Fragment tekstu —
<<<<
Pełny tekst orzeczenia

Sygn. akt II K 468/18

WYROK

W IMIENIU RZECZYPOSPOLITEJ POLSKIEJ

Dnia 20 września 2018r.

Sąd Rejonowy w Krośnie, II Wydział Karny w składzie:

Przewodnicząca SSR Monika Kordyś

Protokolant Dagmara Maślanka

po rozpoznaniu w dniach: 03.07.2018r. i 25.07.2018r., 12.09.2018r., sprawy karnej

R. B. (B.), c. E. i M. z d. P.,

ur. (...) w K. O.,

zam. R., ul. (...),

oskarżonej o to, że:

I. w dniu 5 marca 2009 r. w I., woj. (...), działając zamiarem bezpośrednim w celu osiągnięcia korzyści majątkowej w wysokości 9000 zł doprowadziła J. R. (1) do niekorzystnego rozporządzenia mieniem w ten sposób, iż nakłoniła w/w do zaciągnięcia pożyczki w wysokości 10 tysięcy złotych w Banku (...) S.A. wprowadzając go w błąd poprzez zapewnienie, że osobiście będzie spłacać w/w pożyczkę – w sytuacji gdy nie miała zamiaru jej spłacenia, a następnie jako pełnomocnik pobrała kwotę 10 tysięcy złotych, czym działała na szkodę J. R. (1),

- tj. o przestępstwo z art. 286 § 1 k.k.
>>>>
Na jaką kwotę opiewała pożyczka, do której zaciągnięcia oskarżona nakłoniła J. R. (1) według fragmentu wyroku?

(Wiersze zbioru danych do wskazywania obiektów)
<<<<
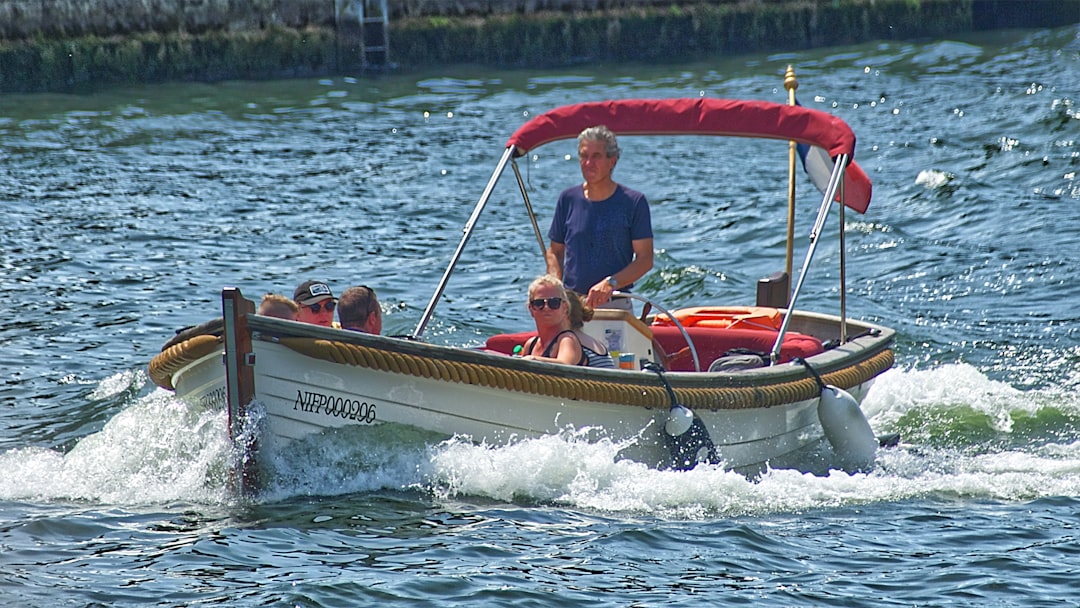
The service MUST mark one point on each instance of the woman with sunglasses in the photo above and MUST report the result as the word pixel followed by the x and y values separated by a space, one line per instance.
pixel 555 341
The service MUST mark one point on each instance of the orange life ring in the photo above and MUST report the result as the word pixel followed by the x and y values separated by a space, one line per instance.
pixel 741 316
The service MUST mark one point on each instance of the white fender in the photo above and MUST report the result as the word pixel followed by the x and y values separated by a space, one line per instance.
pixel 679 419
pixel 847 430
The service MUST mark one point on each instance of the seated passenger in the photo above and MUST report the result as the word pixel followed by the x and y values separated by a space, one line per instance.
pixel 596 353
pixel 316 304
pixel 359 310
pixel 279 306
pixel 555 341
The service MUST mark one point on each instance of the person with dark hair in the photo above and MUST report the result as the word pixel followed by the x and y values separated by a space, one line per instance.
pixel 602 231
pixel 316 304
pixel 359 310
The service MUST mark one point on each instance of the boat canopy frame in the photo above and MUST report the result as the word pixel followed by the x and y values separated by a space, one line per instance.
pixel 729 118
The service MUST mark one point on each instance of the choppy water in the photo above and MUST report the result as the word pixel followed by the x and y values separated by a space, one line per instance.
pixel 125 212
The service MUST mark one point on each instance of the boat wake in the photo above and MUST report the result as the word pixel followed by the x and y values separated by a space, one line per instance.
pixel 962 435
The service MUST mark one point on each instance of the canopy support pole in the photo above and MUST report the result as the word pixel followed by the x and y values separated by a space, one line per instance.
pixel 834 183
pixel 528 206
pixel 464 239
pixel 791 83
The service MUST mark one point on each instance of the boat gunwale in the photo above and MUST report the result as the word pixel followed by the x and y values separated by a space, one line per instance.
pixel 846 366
>>>>
<<<<
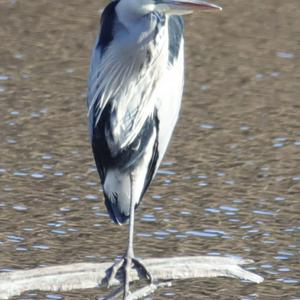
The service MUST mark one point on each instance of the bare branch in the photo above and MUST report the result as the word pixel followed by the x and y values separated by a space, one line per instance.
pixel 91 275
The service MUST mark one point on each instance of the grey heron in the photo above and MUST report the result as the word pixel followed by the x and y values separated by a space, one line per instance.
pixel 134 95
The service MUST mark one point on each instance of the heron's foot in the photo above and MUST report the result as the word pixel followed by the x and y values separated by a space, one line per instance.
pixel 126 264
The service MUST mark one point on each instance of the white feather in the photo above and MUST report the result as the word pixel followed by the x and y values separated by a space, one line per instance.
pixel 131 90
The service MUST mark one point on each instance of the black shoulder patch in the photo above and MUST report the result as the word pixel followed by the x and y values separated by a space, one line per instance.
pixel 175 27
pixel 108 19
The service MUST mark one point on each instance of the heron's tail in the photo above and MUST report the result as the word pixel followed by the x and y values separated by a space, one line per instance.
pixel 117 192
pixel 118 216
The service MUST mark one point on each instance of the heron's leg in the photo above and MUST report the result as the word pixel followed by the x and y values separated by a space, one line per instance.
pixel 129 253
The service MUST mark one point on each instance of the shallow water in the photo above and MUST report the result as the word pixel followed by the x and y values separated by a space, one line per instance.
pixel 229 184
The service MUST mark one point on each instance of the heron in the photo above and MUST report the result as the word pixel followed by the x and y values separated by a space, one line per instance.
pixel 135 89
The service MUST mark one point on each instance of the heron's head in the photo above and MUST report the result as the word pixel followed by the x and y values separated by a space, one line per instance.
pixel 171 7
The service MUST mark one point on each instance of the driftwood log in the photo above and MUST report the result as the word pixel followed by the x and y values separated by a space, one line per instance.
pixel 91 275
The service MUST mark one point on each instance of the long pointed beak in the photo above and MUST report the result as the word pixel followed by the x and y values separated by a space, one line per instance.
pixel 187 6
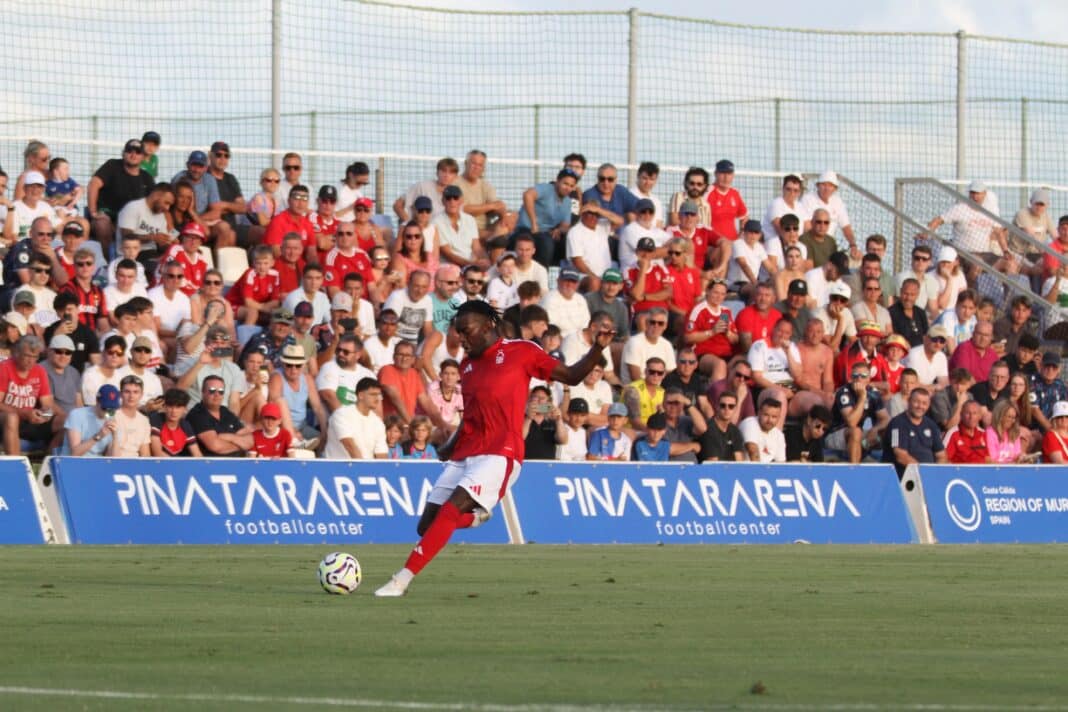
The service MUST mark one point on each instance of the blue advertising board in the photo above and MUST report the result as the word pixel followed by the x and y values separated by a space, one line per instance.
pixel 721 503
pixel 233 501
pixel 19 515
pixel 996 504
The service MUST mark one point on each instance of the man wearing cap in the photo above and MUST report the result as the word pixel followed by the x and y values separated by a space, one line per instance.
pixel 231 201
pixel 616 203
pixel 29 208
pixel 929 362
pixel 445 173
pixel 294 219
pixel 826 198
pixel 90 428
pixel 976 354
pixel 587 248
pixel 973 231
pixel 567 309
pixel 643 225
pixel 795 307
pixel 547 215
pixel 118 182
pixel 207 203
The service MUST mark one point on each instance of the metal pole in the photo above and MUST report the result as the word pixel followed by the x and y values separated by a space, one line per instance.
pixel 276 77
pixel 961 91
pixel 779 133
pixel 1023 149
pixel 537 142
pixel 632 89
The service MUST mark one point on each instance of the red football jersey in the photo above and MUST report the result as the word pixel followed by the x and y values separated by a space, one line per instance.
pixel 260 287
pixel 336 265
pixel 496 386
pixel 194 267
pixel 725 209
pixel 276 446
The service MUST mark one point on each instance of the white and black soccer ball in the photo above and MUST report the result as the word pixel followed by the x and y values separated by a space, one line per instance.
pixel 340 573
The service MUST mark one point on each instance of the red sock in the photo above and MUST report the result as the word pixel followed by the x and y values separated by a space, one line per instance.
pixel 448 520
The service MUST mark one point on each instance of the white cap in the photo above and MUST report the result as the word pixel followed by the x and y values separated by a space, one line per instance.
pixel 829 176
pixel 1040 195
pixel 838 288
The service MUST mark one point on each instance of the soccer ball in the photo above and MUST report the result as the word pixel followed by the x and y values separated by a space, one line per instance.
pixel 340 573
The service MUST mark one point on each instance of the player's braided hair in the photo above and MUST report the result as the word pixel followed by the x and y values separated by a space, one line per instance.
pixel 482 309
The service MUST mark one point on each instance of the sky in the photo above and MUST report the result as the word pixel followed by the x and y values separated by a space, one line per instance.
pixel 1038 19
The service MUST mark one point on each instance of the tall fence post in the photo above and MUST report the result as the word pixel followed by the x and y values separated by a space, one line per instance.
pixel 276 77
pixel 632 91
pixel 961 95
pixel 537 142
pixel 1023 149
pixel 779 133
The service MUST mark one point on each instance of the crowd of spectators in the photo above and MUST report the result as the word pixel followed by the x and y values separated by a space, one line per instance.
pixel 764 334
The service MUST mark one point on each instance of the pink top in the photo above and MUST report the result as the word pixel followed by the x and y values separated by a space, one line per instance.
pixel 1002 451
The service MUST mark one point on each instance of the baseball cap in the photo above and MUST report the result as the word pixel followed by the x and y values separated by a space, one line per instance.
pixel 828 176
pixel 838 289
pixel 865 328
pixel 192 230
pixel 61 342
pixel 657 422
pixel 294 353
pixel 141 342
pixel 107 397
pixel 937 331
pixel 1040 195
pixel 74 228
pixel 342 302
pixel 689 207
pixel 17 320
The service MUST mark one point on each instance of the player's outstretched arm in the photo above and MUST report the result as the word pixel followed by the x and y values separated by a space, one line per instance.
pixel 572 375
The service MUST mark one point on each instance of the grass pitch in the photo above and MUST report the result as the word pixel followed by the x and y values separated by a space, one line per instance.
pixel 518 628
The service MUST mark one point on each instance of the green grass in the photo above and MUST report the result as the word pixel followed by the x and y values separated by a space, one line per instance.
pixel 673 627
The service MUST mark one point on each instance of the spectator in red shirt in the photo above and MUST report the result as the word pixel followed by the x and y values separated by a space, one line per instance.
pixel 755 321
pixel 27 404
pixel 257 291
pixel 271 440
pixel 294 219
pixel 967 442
>>>>
Oczekiwana odpowiedź — Na 10 tysięcy złotych.